(Point-per-instance localization data)
↓↓↓

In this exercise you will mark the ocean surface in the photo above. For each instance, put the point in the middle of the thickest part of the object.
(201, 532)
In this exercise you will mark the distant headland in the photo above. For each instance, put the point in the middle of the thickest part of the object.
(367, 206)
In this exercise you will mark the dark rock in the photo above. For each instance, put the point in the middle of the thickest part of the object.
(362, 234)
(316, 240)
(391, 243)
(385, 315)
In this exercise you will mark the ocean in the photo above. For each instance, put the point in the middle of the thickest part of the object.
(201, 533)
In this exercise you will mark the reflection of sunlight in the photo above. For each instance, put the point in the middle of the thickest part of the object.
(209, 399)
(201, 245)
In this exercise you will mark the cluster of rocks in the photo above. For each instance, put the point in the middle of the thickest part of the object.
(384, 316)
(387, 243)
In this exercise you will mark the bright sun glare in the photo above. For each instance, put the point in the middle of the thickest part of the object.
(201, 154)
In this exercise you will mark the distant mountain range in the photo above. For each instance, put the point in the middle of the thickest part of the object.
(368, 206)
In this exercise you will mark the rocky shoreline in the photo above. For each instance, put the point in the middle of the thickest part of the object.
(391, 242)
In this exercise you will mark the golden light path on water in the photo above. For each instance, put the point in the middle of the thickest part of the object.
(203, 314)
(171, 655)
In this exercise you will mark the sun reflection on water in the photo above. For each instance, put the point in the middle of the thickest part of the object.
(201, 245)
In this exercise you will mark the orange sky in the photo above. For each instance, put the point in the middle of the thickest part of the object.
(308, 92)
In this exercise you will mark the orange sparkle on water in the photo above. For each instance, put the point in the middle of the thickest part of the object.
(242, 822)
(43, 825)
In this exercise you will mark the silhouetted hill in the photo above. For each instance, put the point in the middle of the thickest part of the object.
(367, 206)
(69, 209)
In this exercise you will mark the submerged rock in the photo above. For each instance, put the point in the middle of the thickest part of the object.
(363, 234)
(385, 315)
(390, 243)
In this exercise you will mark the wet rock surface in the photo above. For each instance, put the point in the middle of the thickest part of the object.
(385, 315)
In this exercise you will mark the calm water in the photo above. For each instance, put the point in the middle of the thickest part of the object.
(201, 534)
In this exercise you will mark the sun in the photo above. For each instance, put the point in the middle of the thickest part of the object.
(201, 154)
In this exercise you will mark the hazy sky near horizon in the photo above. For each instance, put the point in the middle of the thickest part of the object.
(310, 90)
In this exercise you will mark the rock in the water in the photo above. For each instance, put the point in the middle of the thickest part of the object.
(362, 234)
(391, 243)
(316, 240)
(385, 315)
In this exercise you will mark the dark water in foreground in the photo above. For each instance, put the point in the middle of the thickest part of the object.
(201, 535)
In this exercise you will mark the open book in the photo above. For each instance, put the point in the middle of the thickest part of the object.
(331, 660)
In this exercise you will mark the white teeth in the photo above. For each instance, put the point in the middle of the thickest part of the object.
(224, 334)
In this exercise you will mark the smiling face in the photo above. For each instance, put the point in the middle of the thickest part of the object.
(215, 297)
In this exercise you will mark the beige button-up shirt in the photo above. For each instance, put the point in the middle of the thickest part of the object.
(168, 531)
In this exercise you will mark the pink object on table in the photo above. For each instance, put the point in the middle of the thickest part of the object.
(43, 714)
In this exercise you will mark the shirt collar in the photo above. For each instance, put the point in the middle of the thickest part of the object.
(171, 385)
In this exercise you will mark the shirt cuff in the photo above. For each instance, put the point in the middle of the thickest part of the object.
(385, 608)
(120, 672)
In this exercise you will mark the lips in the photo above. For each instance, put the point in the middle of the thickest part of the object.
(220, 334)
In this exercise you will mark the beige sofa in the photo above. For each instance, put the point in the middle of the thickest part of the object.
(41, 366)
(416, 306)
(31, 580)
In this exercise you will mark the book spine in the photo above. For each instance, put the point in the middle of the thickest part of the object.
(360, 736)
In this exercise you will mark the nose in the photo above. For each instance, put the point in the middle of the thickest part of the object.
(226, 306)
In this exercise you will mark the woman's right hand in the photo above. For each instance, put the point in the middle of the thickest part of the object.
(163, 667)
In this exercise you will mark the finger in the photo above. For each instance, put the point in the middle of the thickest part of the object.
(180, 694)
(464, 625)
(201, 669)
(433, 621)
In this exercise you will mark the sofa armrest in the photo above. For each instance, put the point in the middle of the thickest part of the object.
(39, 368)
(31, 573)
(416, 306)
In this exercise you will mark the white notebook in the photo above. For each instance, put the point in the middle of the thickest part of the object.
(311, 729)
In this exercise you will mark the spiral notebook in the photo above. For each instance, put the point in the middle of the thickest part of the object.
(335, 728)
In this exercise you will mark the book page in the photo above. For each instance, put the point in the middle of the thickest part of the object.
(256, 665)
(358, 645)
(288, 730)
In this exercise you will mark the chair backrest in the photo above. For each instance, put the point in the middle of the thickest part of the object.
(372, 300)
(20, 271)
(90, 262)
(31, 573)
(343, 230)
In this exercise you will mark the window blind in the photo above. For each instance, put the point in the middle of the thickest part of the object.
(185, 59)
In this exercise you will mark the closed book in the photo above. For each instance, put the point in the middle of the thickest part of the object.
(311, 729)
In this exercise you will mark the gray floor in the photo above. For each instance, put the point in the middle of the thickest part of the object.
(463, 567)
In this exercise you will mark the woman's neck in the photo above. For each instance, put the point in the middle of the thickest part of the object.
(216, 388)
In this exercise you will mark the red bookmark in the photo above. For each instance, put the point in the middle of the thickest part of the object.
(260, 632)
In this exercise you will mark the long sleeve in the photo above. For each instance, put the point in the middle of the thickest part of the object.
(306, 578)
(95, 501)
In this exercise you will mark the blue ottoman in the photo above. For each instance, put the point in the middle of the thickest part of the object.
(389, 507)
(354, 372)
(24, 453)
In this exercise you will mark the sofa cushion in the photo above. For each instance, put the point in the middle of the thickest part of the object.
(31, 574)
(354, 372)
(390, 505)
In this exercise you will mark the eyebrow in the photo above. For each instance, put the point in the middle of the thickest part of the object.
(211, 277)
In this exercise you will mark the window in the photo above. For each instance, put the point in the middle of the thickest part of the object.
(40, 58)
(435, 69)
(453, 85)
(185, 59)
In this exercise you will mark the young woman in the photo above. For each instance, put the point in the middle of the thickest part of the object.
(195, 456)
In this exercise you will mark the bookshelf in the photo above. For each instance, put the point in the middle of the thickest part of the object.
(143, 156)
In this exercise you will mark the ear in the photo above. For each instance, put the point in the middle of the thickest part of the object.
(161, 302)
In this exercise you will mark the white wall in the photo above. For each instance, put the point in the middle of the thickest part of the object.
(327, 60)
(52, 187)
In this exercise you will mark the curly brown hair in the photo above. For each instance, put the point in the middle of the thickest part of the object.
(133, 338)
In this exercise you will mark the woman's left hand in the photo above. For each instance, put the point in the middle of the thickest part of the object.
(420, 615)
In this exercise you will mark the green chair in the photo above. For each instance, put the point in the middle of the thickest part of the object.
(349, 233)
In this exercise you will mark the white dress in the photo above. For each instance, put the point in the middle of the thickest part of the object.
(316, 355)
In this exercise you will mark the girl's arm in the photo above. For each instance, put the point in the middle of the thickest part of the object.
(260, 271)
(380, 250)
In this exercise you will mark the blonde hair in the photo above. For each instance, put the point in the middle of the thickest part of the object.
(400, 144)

↑↑↑

The records above are to be repeated in full, word for word.

ANSWER FOR THIS EXERCISE:
In this exercise you will mark the ocean surface in the photo above. For each instance, put the point in the middle of the thickest part of the object.
(201, 532)
In this exercise you will mark the distant headland in the photo above. For each instance, put the point in the middle of the thickest part of the object.
(367, 206)
In this exercise you will mark the dark rock in the photo above. For each instance, put the point in the middle of the thickest part of the object.
(362, 234)
(316, 240)
(391, 243)
(385, 315)
In this exercise you will mark the ocean in the photo above. For each instance, put the point in the middle of the thickest part of the object.
(201, 533)
In this exercise you will mark the reflection of sunlight in the photo above. For each instance, put the point in the middle of the thickest part of the object.
(209, 399)
(201, 245)
In this exercise you will mark the cluster of rocks in the photo above. For each instance, put the point in the middle of the thickest part of the object.
(384, 316)
(387, 243)
In this exercise you will mark the bright sun glare in the photo above. For each instance, put the point in the middle of the thickest part of the object.
(201, 154)
In this exercise you will mark the distant mountain range in the photo above. For each instance, put the point in the middle of the thickest part of the object.
(368, 206)
In this exercise you will mark the rocky shoreline in the photo above. For each instance, put the point in the middle of the thickest part of the object.
(391, 242)
In this exercise you will mark the golden light path on water in the photo above. For each instance, put the point in the middle of the thickest part of the object.
(203, 314)
(171, 655)
In this exercise you will mark the sun reflection on water in the photo above. For each instance, put the point in the middle of the thickest part of the object.
(201, 245)
In this exercise you will mark the orange sky in the photo above. For each instance, put the point in the middle of the thickest part of the object.
(308, 92)
In this exercise you will mark the orange sparkle on water in the photo above. For each instance, put the point in the middle of the thickest part of the object.
(242, 822)
(43, 825)
In this exercise you will mark the silhouetted hill in the photo above. For each instance, put the point in the middle of the thickest part of the object.
(367, 206)
(69, 209)
In this exercise you will mark the submerged rock in the photo above. For each instance, put the point in the middle of the thickest part of the object.
(363, 234)
(385, 315)
(390, 243)
In this exercise you will mark the wet rock surface in the photo above. For each instance, put the point in the middle of the thickest part of the object.
(385, 315)
In this exercise you will mark the calm water in the photo above. For each instance, put the point in the middle of the thickest part of the object.
(201, 534)
In this exercise you will mark the sun in the photo above. For each instance, put the point in the middle of the thickest part of the object.
(201, 154)
In this exercise you will mark the hazy sky near horizon in the photo above. For each instance, put the point in the middle of the thickest part of the object.
(310, 90)
In this exercise you will mark the rock in the water in the photo above. For each instance, put the point in the middle of the thickest part of the object.
(362, 234)
(391, 243)
(316, 240)
(385, 315)
In this exercise you will mark the dark water in foreground in the photo above. For each instance, put the point in the middle of the thickest part of the object.
(201, 535)
In this exercise you will mark the open book in the photo above. For each instance, put the point in the middle of the thickest part of the object.
(331, 660)
In this exercise you will mark the white teeth in the photo above. For each instance, put the point in the middle of the thickest part of the object.
(224, 334)
In this exercise you will mark the smiling face in the photo above. For each instance, put the point in the middle of the thickest part of the object.
(215, 297)
In this exercise you will mark the beige button-up shirt in the photo above. For each instance, put the point in the middle of the thickest part of the object.
(168, 531)
In this exercise you will mark the pink object on table in the photo above. For each instance, put the point in the middle of the thickest part of the object.
(43, 714)
In this exercise you will mark the shirt collar in the photo above. For each instance, put the point in the middle of the thickest part of the object.
(171, 385)
In this exercise you will mark the shirt cuff in the photo above. For each instance, put the point in the middle of the thickest part of the object.
(385, 608)
(120, 672)
In this exercise you will mark the lips in the photo above. For each instance, put the point in the middle of the thickest part of the object.
(220, 334)
In this exercise you will mark the beige sofa in the photo above. For each instance, put the point in the middle of the thickest part of the object.
(41, 366)
(416, 306)
(31, 580)
In this exercise you will mark the book spine in the photo above. For each instance, put the point in the middle of the thickest part of the object.
(360, 736)
In this exercise you will mark the nose in the photo above. For each instance, put the point in the middle of the thickest part of the object.
(226, 306)
In this exercise you will mark the woman's right hand in the photo above. For each instance, put the point in the middle of the thickest part of the object.
(163, 667)
In this exercise you will mark the finger in the photo above. For each instance, put the point in the middle of the thickest part of the object.
(180, 694)
(464, 625)
(201, 669)
(433, 621)
In this exercise you will mark the sofa armrest in the photo above. For each instance, put the point in the middle of the thickest part of the object.
(39, 368)
(31, 573)
(416, 306)
In this exercise you will mark the white notebook in the photo above. For each instance, put the point in the middle of the thickest part of the object.
(311, 729)
In this exercise you will mark the spiral notebook in the photo above. For each instance, put the point in the middle of the thickest part of the object.
(335, 728)
In this exercise you will mark the book page in the photo above. For each instance, put the point in the middle of the thickest part of the object.
(256, 665)
(358, 645)
(288, 730)
In this exercise you will mark the chair backrest in the photo above. For each instance, put the point in the middle of the thickest part of the object.
(372, 300)
(20, 271)
(90, 262)
(31, 573)
(343, 230)
In this exercise you will mark the window blind in the photo above. For each instance, put the point in the middle of the thickest part of the object.
(185, 59)
In this exercise you will mark the closed book in the photo above. For each instance, put the point in the middle of the thickest part of the object.
(311, 729)
In this exercise you will mark the gray floor in the photo above. For each instance, put the point in the middle of the thickest part of the object.
(463, 567)
In this exercise you will mark the woman's neck in the photo above. For each instance, put the point in the middle of the thickest part of the object.
(216, 388)
In this exercise you will mark the red bookmark in the photo above. For each instance, put the point in the middle of the thickest part of the object.
(260, 632)
In this exercise you will mark the long sleeve in the photo above. For each instance, put the point in the middle of the thickest part of the object.
(306, 578)
(95, 501)
In this exercise you will mark the blue ottoman in the photo above. For each instance, put the point in the middle of the thickest part of the object.
(389, 507)
(354, 372)
(24, 453)
In this exercise you will mark the sofa cushion in the photo above. For each instance, put the point in the middle of the thickest part of the object.
(31, 574)
(354, 372)
(390, 505)
In this exercise you will mark the eyebrow in the photo above. For each instance, put the point in the middle of the thickest part of the object.
(211, 277)
In this exercise you will mark the window in the photo above. For each instance, put the point in the middle of the thickest part of the object.
(40, 58)
(435, 69)
(453, 85)
(185, 59)
In this exercise you will mark the young woman in the photo above. For each instance, put the point in the middle of the thickest part of the object.
(195, 456)
In this exercise you will mark the bookshelf in the photo above. For each instance, put the point in the middle of the thickest part of the object.
(143, 156)
In this exercise you will mark the ear in the photo above. For each instance, put the point in the middle of the thickest part of the object.
(161, 302)
In this exercise you will mark the white wall in the photo above. For each instance, put the point in the middle of the thickest part of the object.
(327, 60)
(52, 187)
In this exercise you will mark the curly brown hair in the photo above. For each instance, put the point in the middle of the thickest part of the object.
(133, 338)
In this exercise you will mark the woman's left hand in the photo above. For each instance, put the point in the middle of the thickest part of the object.
(420, 615)
In this exercise you will mark the green chair in the photo above. For each instance, put the point in the middle of the thickest part of the object.
(349, 233)
In this exercise you will mark the white dress in the photo above. For each instance, put the point in the middle of the thickest part of the object.
(316, 355)
In this exercise you will mark the girl's arm in the photo above. For each instance, put the point in the middle of the thickest part of the object.
(260, 271)
(380, 250)
In this exercise you will mark the blonde hair in the photo above. For each instance, put the point in the middle of the thickest part of the object.
(400, 144)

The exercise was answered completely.